- **What to do**: Rewrite the listing below as a JSON array of strings, one string per line, leaving out blank lines.

- **Input data**:
———
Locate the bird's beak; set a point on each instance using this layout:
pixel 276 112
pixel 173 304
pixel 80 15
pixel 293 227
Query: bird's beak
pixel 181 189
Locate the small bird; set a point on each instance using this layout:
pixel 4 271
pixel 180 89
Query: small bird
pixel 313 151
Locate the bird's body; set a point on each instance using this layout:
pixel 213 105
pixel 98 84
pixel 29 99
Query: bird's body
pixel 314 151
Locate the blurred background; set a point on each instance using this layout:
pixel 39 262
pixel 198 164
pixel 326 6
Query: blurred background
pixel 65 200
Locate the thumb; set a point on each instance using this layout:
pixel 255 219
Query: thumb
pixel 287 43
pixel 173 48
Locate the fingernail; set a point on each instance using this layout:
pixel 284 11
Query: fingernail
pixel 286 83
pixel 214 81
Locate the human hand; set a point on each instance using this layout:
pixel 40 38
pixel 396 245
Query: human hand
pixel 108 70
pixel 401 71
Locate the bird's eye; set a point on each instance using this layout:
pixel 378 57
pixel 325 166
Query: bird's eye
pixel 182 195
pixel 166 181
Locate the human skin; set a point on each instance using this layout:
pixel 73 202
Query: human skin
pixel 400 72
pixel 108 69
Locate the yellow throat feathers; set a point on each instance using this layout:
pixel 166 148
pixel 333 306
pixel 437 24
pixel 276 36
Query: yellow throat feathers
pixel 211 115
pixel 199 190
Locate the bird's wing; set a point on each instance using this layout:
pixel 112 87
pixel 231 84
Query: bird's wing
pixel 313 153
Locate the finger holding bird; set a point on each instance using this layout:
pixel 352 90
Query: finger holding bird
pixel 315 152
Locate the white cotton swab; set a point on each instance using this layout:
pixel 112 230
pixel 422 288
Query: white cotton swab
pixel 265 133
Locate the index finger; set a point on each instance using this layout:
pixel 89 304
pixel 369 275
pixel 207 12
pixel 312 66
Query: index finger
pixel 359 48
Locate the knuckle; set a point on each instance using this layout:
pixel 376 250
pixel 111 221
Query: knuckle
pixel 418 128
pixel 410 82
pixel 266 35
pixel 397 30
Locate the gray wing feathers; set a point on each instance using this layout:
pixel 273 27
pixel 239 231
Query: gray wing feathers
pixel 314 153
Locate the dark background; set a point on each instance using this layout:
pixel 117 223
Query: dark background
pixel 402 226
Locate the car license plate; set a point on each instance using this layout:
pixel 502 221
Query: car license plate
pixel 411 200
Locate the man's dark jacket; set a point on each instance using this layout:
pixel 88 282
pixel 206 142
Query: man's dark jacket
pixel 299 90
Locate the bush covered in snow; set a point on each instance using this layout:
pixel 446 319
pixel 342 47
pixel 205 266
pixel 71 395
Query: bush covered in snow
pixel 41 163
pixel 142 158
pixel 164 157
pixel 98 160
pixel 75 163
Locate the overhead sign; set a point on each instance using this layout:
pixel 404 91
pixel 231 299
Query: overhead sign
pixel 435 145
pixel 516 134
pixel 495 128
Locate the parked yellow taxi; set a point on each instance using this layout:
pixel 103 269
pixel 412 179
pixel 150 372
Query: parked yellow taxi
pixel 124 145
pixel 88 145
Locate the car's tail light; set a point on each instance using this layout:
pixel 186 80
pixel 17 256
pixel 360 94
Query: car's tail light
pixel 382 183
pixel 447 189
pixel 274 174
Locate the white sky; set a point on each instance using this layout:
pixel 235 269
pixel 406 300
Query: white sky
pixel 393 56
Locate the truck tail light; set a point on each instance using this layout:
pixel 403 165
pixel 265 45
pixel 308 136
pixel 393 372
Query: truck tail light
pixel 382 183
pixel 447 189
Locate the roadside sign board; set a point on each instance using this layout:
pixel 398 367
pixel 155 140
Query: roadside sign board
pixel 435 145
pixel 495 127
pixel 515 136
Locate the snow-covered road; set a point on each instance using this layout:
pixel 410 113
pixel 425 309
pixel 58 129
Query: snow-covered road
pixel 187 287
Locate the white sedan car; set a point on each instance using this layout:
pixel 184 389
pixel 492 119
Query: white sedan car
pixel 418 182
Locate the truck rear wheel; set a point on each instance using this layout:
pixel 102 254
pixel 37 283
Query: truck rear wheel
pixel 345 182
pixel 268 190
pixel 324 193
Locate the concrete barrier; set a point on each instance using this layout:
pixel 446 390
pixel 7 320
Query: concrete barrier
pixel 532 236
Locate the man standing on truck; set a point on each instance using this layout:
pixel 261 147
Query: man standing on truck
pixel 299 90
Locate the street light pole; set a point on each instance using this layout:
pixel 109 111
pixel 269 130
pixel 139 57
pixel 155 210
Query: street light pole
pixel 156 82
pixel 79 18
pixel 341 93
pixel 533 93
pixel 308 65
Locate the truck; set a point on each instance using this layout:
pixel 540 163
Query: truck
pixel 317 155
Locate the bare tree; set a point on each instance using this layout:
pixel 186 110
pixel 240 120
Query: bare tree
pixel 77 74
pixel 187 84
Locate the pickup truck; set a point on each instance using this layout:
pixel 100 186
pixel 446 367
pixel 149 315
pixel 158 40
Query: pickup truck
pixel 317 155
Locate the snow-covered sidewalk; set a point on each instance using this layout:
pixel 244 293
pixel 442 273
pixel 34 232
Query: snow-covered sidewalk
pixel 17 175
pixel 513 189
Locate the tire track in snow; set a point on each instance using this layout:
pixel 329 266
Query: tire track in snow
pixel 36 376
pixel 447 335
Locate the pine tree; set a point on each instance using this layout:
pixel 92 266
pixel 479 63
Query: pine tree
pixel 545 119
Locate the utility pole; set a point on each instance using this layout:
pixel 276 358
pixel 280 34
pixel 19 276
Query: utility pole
———
- **Result of this exercise**:
[
  "Locate the bird's beak; set a point on each instance using this layout:",
  "pixel 276 112",
  "pixel 173 304",
  "pixel 80 15",
  "pixel 293 227",
  "Query: bird's beak",
  "pixel 181 189",
  "Locate the small bird; set a point on each instance using this layout:",
  "pixel 4 271",
  "pixel 180 89",
  "Query: small bird",
  "pixel 313 151",
  "Locate the bird's body; set a point on each instance using this layout:",
  "pixel 213 105",
  "pixel 98 84",
  "pixel 29 99",
  "Query: bird's body",
  "pixel 314 151",
  "Locate the blurred background; set a point on each instance using this layout:",
  "pixel 39 262",
  "pixel 198 164",
  "pixel 326 6",
  "Query: blurred background",
  "pixel 65 200",
  "Locate the thumb; set a point on each instance using this layout:",
  "pixel 255 219",
  "Query: thumb",
  "pixel 287 43",
  "pixel 173 48",
  "Locate the fingernail; set a point on each instance using this layout:",
  "pixel 284 11",
  "Query: fingernail",
  "pixel 286 83",
  "pixel 214 81",
  "Locate the human hand; set a point on each instance using this layout:",
  "pixel 40 38",
  "pixel 396 245",
  "Query: human hand",
  "pixel 108 70",
  "pixel 401 71",
  "Locate the bird's eye; set a point on each instance using this layout:",
  "pixel 378 57",
  "pixel 325 166",
  "Query: bird's eye",
  "pixel 182 195",
  "pixel 166 181",
  "Locate the human skin; set a point on each instance using this layout:",
  "pixel 73 202",
  "Query: human skin",
  "pixel 400 72",
  "pixel 108 69",
  "Locate the yellow throat feathers; set a point on each instance using this layout:",
  "pixel 166 148",
  "pixel 333 306",
  "pixel 437 24",
  "pixel 276 36",
  "Query: yellow throat feathers",
  "pixel 211 115",
  "pixel 199 190",
  "Locate the bird's wing; set a point on each instance using this layout:",
  "pixel 112 87",
  "pixel 231 84",
  "Query: bird's wing",
  "pixel 313 153",
  "Locate the finger holding bird; set a point on each instance using this layout:",
  "pixel 352 90",
  "Query: finger holding bird",
  "pixel 315 152",
  "Locate the white cotton swab; set a point on each instance using this layout:",
  "pixel 112 230",
  "pixel 422 288",
  "Query: white cotton swab",
  "pixel 265 133",
  "Locate the index finger; set a point on each instance using this layout:",
  "pixel 89 304",
  "pixel 369 275",
  "pixel 207 12",
  "pixel 312 66",
  "Query: index finger",
  "pixel 359 48",
  "Locate the knuckle; set a point on each instance using this layout:",
  "pixel 376 250",
  "pixel 111 221",
  "Query: knuckle",
  "pixel 418 128",
  "pixel 410 82",
  "pixel 266 35",
  "pixel 397 30",
  "Locate the gray wing feathers; set a point on each instance using this layout:",
  "pixel 273 27",
  "pixel 239 231",
  "Query: gray wing feathers",
  "pixel 314 153",
  "Locate the dark background; set a point on each instance using this layout:",
  "pixel 117 223",
  "Query: dark background",
  "pixel 402 226",
  "Locate the car license plate; set a point on each instance using this layout:",
  "pixel 502 221",
  "Query: car license plate",
  "pixel 411 200",
  "Locate the man's dark jacket; set a point on each instance using this layout:",
  "pixel 88 282",
  "pixel 206 142",
  "Query: man's dark jacket",
  "pixel 299 90",
  "Locate the bush covered in snow; set a point on each instance using this layout:",
  "pixel 446 319",
  "pixel 342 47",
  "pixel 205 266",
  "pixel 71 395",
  "Query: bush covered in snow",
  "pixel 41 163",
  "pixel 142 158",
  "pixel 164 157",
  "pixel 98 160",
  "pixel 75 163",
  "Locate the overhead sign; set a point on each instance using this layout:",
  "pixel 404 91",
  "pixel 231 299",
  "Query: overhead sign",
  "pixel 435 145",
  "pixel 516 134",
  "pixel 495 128",
  "Locate the parked yellow taxi; set a point on each instance using this layout:",
  "pixel 103 269",
  "pixel 412 179",
  "pixel 150 372",
  "Query: parked yellow taxi",
  "pixel 124 145",
  "pixel 88 145",
  "Locate the car's tail light; set a point on each instance using this layout:",
  "pixel 186 80",
  "pixel 17 256",
  "pixel 360 94",
  "Query: car's tail light",
  "pixel 382 183",
  "pixel 447 189",
  "pixel 274 174",
  "Locate the white sky; set a point on each instance using this layout:",
  "pixel 235 269",
  "pixel 406 300",
  "Query: white sky",
  "pixel 393 56",
  "Locate the truck tail light; set a point on each instance using this layout:",
  "pixel 403 165",
  "pixel 265 45",
  "pixel 308 136",
  "pixel 393 372",
  "Query: truck tail light",
  "pixel 382 183",
  "pixel 447 189",
  "Locate the roadside sign board; set a point on each instance using this layout:",
  "pixel 398 367",
  "pixel 155 140",
  "Query: roadside sign board",
  "pixel 435 145",
  "pixel 495 127",
  "pixel 515 136",
  "Locate the snow-covered road; set a point on each instance using this layout:",
  "pixel 410 113",
  "pixel 425 309",
  "pixel 58 129",
  "Query: snow-covered road",
  "pixel 187 287",
  "Locate the white sedan car; set a point on each instance using this layout:",
  "pixel 184 389",
  "pixel 492 119",
  "Query: white sedan car",
  "pixel 418 182",
  "Locate the truck rear wheel; set a point on each instance using this layout:",
  "pixel 102 254",
  "pixel 37 283",
  "Query: truck rear wheel",
  "pixel 345 182",
  "pixel 268 190",
  "pixel 324 193",
  "Locate the concrete barrier; set a point on each instance using this layout:",
  "pixel 446 390",
  "pixel 7 320",
  "Query: concrete barrier",
  "pixel 532 236",
  "Locate the man standing on truck; set a point on each instance using this layout:",
  "pixel 261 147",
  "Query: man standing on truck",
  "pixel 299 90",
  "Locate the street light pole; set a point on each instance using this layout:",
  "pixel 109 111",
  "pixel 269 130",
  "pixel 139 57",
  "pixel 155 210",
  "Query: street light pole",
  "pixel 156 82",
  "pixel 79 18",
  "pixel 341 93",
  "pixel 533 93",
  "pixel 308 65",
  "Locate the truck; set a point on each instance using this layout:",
  "pixel 540 163",
  "Query: truck",
  "pixel 317 155",
  "Locate the bare tree; set a point on each instance using this layout:",
  "pixel 186 110",
  "pixel 240 120",
  "Query: bare tree",
  "pixel 77 74",
  "pixel 187 84",
  "Locate the pickup truck; set a point on each instance using this layout:",
  "pixel 100 186",
  "pixel 446 367",
  "pixel 149 315",
  "pixel 158 40",
  "Query: pickup truck",
  "pixel 317 155",
  "Locate the snow-covered sidewalk; set a point on each instance using this layout:",
  "pixel 244 293",
  "pixel 442 273",
  "pixel 34 232",
  "Query: snow-covered sidewalk",
  "pixel 17 175",
  "pixel 513 189",
  "Locate the tire track in snow; set a point on each instance using this layout:",
  "pixel 329 266",
  "Query: tire track in snow",
  "pixel 36 376",
  "pixel 447 335",
  "Locate the pine tree; set a point on each instance using this layout:",
  "pixel 92 266",
  "pixel 479 63",
  "Query: pine tree",
  "pixel 545 119",
  "Locate the utility pole; set a point on each instance using this layout:",
  "pixel 276 358",
  "pixel 280 34",
  "pixel 19 276",
  "Query: utility pole"
]